### Job
Repeat the lines of the data below, swapping "step" for "stair" wherever it occurs and keeping everything else the same. Leave out the pictures.

***** Materials provided *****

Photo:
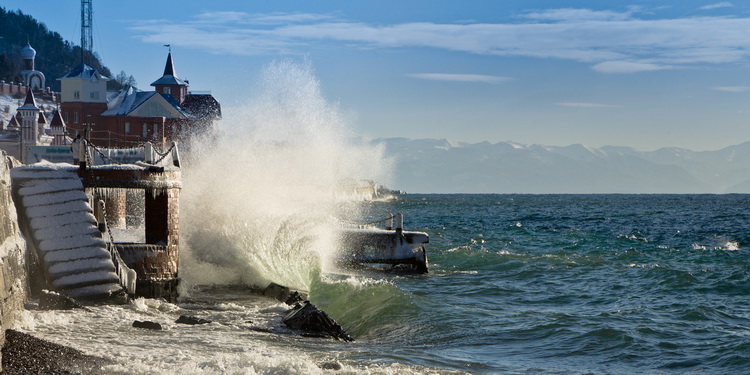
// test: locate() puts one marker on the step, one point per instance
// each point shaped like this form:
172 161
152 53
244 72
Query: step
57 209
61 269
53 198
71 243
31 188
63 231
78 253
85 279
64 219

*****

### Exercise output
Photo:
// test: locate() puts one marker on the stair, one point per instance
// each point shaped like this form:
172 161
152 53
244 72
Query: stair
57 209
61 269
53 198
71 243
31 188
63 231
78 253
85 279
64 219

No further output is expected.